DIRECTIONS >> Write each line exactly as it stands, from the line containing "TARGET = green hedge" through the end of the data.

INPUT FOR THIS TASK >>
——————

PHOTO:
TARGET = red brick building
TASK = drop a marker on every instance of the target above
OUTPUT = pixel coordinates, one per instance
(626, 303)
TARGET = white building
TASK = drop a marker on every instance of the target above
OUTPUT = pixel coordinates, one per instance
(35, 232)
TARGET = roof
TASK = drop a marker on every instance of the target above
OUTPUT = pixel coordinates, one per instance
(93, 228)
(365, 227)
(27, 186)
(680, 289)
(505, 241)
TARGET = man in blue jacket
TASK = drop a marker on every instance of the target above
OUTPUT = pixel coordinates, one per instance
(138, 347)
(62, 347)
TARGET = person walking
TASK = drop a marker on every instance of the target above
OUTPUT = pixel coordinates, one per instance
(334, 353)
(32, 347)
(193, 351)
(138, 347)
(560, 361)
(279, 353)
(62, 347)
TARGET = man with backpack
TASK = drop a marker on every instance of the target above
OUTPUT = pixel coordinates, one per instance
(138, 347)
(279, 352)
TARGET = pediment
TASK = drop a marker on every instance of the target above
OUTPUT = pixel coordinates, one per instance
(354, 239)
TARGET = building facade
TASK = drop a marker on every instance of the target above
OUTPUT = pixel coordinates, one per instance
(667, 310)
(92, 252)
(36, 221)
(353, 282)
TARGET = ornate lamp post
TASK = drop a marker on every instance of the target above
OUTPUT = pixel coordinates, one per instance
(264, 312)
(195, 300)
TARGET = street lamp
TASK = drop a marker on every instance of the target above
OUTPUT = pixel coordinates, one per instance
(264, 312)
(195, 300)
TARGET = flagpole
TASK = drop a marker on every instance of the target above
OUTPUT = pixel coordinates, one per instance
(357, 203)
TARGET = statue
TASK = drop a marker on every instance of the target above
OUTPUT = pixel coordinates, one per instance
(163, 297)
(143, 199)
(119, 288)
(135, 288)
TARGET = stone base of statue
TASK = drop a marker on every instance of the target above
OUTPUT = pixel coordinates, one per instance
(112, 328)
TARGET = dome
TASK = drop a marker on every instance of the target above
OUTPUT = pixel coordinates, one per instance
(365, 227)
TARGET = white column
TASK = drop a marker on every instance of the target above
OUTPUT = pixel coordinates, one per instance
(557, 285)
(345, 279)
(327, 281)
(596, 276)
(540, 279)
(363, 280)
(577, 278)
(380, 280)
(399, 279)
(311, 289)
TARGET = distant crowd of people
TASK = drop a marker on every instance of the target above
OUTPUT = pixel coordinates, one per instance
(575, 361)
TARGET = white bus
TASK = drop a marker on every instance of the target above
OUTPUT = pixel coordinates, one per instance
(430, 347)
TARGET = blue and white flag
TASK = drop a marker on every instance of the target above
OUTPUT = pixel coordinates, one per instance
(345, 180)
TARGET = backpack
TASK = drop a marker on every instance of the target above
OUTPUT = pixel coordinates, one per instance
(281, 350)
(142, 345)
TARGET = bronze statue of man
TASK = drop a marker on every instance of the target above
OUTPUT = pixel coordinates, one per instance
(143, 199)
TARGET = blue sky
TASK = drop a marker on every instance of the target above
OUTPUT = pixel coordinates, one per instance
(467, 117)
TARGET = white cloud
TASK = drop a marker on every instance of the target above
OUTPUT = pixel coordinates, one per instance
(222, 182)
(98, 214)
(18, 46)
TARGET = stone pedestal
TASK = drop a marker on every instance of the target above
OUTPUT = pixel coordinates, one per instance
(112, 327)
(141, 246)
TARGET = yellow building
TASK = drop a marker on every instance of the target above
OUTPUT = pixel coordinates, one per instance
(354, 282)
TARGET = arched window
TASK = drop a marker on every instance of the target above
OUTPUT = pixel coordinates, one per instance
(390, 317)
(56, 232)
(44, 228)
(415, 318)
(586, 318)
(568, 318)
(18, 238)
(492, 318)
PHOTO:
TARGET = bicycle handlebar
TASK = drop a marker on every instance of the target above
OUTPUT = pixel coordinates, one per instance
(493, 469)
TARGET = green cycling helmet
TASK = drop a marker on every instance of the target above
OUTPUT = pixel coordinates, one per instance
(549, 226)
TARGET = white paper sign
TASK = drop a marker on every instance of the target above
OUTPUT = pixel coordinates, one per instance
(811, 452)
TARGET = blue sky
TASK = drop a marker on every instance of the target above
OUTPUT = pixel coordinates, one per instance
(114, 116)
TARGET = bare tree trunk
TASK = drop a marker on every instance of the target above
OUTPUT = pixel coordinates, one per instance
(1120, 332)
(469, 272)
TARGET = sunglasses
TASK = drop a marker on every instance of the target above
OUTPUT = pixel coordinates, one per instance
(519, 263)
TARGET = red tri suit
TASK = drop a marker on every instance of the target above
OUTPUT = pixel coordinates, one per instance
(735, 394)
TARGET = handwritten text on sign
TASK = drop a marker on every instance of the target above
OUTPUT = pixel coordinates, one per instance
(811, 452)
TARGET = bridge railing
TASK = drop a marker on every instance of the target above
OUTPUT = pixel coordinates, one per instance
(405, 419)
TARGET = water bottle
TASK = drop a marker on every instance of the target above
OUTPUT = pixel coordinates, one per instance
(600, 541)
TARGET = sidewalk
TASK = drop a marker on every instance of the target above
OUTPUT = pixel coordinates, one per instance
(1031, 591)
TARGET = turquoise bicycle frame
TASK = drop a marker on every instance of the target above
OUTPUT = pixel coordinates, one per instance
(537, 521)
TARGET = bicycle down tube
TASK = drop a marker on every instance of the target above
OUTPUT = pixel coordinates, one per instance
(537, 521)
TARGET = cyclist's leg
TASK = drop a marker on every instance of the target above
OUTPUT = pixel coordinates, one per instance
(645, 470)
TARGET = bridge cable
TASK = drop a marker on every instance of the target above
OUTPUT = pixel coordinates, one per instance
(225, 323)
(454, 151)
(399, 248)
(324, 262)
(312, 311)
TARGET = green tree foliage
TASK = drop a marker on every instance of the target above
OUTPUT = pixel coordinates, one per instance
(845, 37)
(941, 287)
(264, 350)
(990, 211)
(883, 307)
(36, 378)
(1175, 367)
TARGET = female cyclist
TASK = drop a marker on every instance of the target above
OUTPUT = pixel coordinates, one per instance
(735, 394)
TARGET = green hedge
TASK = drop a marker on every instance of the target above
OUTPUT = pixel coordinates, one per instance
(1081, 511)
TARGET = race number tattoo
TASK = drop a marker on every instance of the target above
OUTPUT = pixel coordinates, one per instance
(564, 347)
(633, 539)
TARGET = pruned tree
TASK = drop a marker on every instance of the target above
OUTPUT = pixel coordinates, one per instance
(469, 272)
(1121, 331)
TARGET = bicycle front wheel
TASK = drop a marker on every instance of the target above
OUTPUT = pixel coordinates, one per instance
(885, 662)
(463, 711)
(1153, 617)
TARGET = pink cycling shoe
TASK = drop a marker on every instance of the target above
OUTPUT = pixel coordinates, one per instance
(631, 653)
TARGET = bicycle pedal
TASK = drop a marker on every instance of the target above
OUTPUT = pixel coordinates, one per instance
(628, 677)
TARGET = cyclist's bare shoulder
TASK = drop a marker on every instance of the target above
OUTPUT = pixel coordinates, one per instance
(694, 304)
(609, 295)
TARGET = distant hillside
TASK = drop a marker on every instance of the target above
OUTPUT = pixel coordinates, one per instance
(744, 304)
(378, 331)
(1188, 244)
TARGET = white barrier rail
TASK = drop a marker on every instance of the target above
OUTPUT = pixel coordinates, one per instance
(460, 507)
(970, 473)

——————

SOLUTION TO THE PROBLEM >>
TARGET = green hedge
TASK = drop a marker on every instance of the target above
OUTPUT = pixel coordinates, one per instance
(1081, 511)
TARGET = race number tattoo
TASK = drop a marker on every instance of the target above
OUTPUT = pixel coordinates, one per instance
(564, 347)
(633, 539)
TARGET = pruned tree
TASK = drop a marker on every instance of the target above
OUTPUT = pixel coordinates, one per instance
(469, 272)
(1121, 331)
TARGET = bicycle front wheel
TASK = drop a marker on every instance of the target above
OUTPUT = pixel coordinates, one per instance
(885, 662)
(463, 711)
(1153, 617)
TARGET = pink cycling shoe
TASK = drop a marker on every instance of the target above
OUTPUT = pixel coordinates, one per instance
(631, 653)
TARGET = bicycle pedal
TASK = drop a marker on every instance of the target above
OUTPUT = pixel coordinates, one per instance
(628, 677)
TARGET = cyclist's bare shoulder
TASK = drop a marker on every instance of the target above
OUTPUT = pixel coordinates, one per instance
(694, 304)
(609, 295)
TARGET = distant hillside
TASK = drop a marker on every instance of the target above
OUTPUT = pixel coordinates, one per instance
(744, 304)
(378, 331)
(1188, 244)
TARGET = white barrier rail
TASK = drop a marker on every instance of the target above
OUTPUT = pixel coordinates, one per instance
(460, 507)
(970, 473)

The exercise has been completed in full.